[START OF INFORMATION GIVEN]

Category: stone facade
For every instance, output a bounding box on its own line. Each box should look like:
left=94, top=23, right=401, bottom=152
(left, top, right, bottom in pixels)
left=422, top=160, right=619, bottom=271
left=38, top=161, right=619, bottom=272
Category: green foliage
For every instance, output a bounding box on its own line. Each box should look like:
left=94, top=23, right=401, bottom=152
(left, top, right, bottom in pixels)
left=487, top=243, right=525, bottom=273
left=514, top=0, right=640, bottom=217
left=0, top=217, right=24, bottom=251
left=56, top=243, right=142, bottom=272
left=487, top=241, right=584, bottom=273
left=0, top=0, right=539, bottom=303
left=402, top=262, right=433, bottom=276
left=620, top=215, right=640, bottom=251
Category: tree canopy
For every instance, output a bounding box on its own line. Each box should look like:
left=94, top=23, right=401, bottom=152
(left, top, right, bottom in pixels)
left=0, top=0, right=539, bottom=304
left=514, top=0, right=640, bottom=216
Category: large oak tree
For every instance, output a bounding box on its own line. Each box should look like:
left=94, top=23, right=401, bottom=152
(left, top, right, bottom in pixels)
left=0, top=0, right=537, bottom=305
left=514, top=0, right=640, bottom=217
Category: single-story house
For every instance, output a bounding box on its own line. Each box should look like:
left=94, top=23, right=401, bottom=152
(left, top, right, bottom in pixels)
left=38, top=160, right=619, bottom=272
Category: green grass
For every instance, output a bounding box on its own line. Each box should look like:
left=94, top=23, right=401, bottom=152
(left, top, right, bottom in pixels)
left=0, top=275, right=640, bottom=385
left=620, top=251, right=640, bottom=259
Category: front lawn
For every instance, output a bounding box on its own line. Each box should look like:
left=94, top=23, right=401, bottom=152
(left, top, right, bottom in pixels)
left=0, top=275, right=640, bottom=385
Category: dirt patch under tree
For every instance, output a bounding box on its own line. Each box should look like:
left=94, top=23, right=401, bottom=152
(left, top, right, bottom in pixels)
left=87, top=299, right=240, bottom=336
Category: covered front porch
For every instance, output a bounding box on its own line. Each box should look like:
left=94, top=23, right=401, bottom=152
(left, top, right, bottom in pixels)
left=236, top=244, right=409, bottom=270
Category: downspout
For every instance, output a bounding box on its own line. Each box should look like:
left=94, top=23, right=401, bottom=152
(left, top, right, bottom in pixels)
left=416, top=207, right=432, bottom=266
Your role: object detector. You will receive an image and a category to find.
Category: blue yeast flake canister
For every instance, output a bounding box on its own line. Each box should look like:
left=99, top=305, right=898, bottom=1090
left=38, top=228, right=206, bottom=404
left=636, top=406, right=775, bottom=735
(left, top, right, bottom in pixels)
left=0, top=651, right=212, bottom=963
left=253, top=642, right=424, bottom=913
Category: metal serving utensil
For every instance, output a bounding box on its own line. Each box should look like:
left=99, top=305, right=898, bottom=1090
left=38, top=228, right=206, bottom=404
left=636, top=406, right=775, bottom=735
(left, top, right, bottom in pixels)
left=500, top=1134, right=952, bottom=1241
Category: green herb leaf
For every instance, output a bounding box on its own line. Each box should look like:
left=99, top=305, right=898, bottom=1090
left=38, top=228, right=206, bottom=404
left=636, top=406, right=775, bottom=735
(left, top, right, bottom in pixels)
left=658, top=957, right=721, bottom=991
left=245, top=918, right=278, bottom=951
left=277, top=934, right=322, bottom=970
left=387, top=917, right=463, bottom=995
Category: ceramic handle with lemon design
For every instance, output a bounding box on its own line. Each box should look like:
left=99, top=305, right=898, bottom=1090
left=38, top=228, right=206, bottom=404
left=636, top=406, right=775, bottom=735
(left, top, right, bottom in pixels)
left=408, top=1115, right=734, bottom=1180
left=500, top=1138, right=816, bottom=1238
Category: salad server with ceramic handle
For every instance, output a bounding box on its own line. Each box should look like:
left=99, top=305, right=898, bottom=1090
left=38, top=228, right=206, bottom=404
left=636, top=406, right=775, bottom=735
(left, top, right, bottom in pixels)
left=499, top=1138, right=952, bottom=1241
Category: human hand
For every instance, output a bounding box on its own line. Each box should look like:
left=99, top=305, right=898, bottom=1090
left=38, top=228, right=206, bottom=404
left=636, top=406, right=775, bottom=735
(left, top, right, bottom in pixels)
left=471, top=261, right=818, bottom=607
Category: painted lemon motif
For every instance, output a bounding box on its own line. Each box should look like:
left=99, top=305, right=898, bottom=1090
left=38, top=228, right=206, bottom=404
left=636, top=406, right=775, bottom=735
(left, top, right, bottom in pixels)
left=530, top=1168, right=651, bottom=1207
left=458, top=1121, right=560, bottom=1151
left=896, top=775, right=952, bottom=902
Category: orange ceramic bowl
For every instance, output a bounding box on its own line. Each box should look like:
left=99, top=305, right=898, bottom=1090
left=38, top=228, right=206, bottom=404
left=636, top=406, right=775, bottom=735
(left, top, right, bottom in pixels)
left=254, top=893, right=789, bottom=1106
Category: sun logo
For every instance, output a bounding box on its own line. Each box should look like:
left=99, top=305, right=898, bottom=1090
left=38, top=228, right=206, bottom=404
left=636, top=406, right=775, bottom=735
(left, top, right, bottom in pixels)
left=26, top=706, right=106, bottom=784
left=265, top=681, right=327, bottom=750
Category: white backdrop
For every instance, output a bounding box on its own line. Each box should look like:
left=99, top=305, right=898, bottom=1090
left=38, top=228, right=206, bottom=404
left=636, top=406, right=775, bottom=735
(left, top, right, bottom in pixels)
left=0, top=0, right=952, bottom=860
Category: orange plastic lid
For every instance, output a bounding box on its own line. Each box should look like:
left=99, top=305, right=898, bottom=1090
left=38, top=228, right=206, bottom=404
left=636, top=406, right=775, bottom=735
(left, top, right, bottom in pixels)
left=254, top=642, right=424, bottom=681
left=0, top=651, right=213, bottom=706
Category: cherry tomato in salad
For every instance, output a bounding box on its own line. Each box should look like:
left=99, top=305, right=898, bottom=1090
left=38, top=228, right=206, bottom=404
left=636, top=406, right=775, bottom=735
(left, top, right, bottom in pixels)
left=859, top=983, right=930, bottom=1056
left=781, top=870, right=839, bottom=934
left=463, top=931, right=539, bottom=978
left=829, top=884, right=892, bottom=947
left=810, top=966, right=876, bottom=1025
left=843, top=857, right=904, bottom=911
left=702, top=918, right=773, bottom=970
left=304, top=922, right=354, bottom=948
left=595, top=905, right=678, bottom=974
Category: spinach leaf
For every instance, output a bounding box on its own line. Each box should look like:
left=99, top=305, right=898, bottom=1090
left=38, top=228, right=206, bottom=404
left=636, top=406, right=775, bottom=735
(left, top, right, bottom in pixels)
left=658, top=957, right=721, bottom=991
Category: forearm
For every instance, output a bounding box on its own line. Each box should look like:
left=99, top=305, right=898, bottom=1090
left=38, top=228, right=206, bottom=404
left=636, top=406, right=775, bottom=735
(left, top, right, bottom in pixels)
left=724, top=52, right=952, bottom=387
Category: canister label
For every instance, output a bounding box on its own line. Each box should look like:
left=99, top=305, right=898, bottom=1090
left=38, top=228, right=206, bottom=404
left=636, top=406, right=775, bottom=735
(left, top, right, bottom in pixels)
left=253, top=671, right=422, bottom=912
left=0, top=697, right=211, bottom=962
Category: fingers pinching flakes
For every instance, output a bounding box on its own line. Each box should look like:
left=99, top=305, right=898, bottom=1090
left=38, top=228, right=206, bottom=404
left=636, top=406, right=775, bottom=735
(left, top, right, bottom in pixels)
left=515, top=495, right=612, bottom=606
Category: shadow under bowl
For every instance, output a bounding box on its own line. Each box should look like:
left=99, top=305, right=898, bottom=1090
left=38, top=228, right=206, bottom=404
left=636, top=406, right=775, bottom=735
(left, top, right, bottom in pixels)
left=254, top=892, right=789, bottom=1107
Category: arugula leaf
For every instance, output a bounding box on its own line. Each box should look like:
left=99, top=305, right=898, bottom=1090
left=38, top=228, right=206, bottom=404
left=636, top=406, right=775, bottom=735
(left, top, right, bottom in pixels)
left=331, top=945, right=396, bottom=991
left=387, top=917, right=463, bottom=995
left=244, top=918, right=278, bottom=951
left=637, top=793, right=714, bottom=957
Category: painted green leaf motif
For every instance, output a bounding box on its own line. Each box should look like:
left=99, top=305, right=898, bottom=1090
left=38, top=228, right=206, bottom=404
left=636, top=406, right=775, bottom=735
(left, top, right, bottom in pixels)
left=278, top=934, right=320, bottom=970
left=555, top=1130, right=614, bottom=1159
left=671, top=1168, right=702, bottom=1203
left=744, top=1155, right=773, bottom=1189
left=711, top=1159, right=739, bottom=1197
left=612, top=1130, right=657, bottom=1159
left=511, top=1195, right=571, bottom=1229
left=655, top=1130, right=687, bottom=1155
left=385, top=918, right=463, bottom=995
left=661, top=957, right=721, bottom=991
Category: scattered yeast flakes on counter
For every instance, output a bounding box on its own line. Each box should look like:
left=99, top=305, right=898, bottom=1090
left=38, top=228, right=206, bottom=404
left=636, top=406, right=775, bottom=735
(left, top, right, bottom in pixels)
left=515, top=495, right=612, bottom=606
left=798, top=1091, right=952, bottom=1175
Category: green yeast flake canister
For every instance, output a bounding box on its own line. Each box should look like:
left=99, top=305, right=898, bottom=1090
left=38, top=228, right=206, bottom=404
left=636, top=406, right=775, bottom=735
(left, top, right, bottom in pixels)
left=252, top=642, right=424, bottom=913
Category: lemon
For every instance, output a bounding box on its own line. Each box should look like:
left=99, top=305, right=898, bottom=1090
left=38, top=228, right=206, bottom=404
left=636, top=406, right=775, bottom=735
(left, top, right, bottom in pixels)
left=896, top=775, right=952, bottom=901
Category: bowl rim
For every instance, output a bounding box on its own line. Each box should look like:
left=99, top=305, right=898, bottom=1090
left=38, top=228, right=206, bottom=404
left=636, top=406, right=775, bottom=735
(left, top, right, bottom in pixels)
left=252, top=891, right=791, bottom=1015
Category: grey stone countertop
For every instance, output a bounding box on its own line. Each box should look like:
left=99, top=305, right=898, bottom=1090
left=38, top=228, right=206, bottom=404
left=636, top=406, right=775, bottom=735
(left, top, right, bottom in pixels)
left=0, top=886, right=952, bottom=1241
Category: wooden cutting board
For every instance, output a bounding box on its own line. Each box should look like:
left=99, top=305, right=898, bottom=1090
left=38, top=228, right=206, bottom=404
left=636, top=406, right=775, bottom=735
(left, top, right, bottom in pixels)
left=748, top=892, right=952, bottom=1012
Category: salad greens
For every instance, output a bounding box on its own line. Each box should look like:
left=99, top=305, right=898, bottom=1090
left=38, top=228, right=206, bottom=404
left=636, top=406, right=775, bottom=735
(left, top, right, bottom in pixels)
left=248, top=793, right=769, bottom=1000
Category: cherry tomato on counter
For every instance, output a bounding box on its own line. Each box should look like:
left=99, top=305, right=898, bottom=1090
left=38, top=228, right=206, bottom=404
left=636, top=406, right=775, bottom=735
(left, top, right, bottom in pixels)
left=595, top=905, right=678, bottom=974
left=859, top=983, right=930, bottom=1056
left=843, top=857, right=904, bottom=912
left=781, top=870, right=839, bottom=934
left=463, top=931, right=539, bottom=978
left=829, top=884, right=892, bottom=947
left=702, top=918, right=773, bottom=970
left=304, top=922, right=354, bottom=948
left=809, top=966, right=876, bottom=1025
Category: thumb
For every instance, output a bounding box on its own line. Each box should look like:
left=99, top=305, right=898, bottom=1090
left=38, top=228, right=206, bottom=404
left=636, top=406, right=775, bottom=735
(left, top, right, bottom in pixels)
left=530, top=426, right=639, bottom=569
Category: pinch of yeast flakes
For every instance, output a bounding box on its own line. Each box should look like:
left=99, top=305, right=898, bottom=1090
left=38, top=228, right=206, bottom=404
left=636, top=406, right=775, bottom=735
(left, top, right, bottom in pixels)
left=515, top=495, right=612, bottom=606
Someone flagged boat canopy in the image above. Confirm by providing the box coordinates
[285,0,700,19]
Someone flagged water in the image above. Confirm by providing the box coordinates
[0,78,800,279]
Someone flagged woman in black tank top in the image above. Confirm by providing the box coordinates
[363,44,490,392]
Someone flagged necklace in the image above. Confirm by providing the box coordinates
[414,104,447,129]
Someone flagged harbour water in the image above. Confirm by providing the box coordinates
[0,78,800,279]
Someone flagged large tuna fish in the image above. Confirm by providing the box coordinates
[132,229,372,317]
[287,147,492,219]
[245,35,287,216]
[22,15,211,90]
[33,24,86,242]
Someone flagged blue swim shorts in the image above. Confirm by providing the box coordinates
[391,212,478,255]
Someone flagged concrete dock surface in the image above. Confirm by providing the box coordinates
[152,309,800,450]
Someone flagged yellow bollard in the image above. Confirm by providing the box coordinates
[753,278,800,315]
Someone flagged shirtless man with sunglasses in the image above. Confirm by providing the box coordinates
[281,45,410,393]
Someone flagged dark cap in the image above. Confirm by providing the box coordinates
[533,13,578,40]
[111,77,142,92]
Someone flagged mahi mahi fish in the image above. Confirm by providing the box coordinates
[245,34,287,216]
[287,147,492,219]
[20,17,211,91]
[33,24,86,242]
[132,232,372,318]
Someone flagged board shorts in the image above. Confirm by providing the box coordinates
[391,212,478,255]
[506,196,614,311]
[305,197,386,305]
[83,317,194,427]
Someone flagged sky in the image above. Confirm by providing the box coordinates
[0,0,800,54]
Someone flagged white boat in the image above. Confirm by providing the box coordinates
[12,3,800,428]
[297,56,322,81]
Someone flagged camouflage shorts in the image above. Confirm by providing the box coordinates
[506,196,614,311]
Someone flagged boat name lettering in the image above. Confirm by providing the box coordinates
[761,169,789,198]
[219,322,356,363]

[END OF INFORMATION GIVEN]

* [PROBLEM DETAILS]:
Update the lines from the start of the listing through the line containing "left=38, top=161, right=619, bottom=272" by putting "brick facade" in place of "stone facade" and leaving everything else unchanged. Give only those lines.

* [RESULT]:
Category: brick facade
For every instance, output a bounding box on its own line. Each box should look like:
left=94, top=23, right=401, bottom=152
(left, top, right, bottom in pixels)
left=422, top=160, right=619, bottom=271
left=38, top=161, right=619, bottom=272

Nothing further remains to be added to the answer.